- **Quoted text**

★ ★ ★ ★ ★

805 F.3d 1
1st Cir.2015Background
- Massachusetts law requires an FID card to possess firearms; courts can order surrender of firearms under abuse prevention orders and the police may transfer confiscated guns to licensed, bonded storage dealers (Mass. Gen. Laws ch. 140 §129D; ch. 209A §3B).
- Police confiscated firearms from James Jarvis (and family members) and Robert Crampton pursuant to abuse-protection/order and licensing issues; each owner failed to reclaim, transfer, or renew licenses.
- The police transferred the confiscated firearms to Village Gun Shop (a licensed bonded warehouse) which invoiced storage fees, and after prolonged nonpayment the Gun Shop sold the guns at public auction.
- Plaintiffs (Jarvises, Crampton, and CSA) sued the Gun Shop under 42 U.S.C. § 1983 alleging deprivation of Fourteenth Amendment due process (insufficient notice/hearing before storage charges and sale).
- The district court granted summary judgment for the Gun Shop, concluding it was not a state actor; the First Circuit affirmed, analyzing state-action under joint action, public function, and state compulsion tests.

★ ★ ★ ★ ★

- **The tasks**
1 - List the tests the First Circuit used to analyze state action, according to the case summary.
2 - From the case summary, copy the stretch from "- Plaintiffs (Jarvises, Crampton, and" through "charges and sale).".
The material after this point isn't needed.

- **Stored data**
★ ★ ★ ★ ★

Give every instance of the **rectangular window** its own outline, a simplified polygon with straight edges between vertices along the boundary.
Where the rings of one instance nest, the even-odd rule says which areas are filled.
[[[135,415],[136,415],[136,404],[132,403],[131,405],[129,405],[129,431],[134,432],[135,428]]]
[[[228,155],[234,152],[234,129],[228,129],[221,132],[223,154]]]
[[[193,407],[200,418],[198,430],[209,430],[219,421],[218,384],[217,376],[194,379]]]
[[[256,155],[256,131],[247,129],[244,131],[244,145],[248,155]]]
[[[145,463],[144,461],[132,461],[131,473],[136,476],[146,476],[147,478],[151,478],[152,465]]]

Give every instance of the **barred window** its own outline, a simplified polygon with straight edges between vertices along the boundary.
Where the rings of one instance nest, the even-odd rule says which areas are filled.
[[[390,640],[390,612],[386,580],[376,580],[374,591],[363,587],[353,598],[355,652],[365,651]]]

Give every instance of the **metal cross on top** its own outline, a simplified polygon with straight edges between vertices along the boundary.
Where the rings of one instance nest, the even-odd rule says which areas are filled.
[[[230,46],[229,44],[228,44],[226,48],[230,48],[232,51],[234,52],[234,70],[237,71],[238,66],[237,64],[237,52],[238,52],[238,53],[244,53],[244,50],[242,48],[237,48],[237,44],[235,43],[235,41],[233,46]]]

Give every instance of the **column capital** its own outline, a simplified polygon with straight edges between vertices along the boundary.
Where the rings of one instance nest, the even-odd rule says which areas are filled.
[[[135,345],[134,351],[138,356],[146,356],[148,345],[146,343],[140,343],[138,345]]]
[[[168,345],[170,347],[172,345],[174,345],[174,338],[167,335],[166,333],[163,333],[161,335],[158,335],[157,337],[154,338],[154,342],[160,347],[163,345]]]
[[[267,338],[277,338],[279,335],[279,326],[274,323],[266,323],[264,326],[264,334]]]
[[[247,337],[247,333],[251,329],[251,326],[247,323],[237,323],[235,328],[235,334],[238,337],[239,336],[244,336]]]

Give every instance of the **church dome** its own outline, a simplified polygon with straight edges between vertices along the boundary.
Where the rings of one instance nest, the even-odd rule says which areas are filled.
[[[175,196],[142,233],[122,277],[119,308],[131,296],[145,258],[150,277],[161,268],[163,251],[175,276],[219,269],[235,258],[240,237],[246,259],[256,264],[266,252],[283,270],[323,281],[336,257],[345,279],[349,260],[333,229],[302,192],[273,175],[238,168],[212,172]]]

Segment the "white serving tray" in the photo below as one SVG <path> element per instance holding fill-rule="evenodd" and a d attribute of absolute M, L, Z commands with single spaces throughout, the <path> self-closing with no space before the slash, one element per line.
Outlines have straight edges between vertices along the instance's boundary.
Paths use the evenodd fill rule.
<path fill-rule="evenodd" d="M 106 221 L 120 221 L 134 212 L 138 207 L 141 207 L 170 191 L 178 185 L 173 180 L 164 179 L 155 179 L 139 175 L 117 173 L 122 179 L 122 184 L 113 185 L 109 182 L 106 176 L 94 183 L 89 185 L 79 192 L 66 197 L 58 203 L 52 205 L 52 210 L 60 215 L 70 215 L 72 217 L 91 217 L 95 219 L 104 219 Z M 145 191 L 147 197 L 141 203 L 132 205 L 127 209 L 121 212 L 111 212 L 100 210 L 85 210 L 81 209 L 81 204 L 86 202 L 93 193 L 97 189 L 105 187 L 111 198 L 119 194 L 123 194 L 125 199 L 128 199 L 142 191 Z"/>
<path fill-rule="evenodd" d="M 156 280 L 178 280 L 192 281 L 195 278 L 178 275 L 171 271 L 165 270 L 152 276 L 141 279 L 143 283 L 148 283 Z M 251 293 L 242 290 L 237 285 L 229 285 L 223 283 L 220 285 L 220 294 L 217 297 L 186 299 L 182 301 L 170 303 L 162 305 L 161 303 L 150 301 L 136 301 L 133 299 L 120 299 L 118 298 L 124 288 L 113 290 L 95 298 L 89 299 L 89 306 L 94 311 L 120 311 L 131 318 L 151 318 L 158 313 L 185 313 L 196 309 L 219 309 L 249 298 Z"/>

★ ★ ★ ★ ★

- **Exercise answers**
1 -
joint action
public function
state compulsion

2 -
- Plaintiffs (Jarvises, Crampton, and CSA) sued the Gun Shop under 42 U.S.C. § 1983 alleging deprivation of Fourteenth Amendment due process (insufficient notice/hearing before storage charges and sale).